### Activity
Reduce the material below to its lines containing "yellow".

### Records to use
____

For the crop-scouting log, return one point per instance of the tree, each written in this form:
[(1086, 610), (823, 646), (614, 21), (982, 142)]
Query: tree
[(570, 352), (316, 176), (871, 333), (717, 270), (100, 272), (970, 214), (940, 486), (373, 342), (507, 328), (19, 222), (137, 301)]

____

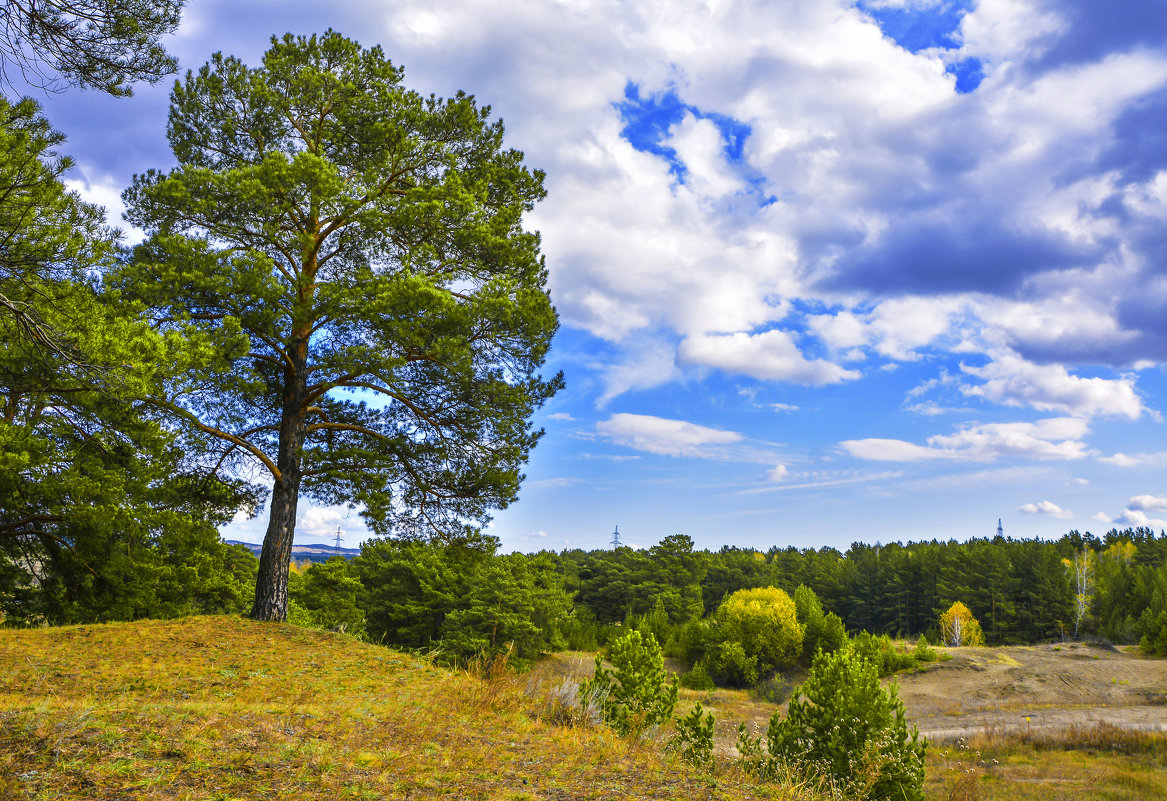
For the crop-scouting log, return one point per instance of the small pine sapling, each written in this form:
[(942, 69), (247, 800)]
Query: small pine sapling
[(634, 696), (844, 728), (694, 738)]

____

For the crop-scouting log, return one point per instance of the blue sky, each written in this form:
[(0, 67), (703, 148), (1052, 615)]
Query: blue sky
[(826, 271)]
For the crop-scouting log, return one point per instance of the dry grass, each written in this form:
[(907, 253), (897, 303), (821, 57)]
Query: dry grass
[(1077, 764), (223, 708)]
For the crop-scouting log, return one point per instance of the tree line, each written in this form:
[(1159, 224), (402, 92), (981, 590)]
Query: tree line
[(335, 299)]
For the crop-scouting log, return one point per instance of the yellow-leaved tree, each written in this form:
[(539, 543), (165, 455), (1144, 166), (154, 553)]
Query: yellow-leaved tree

____

### The answer
For the crop-scouting log, return one point per instance of the yellow-leaved tree, each written in this form:
Query: yellow-leaved tree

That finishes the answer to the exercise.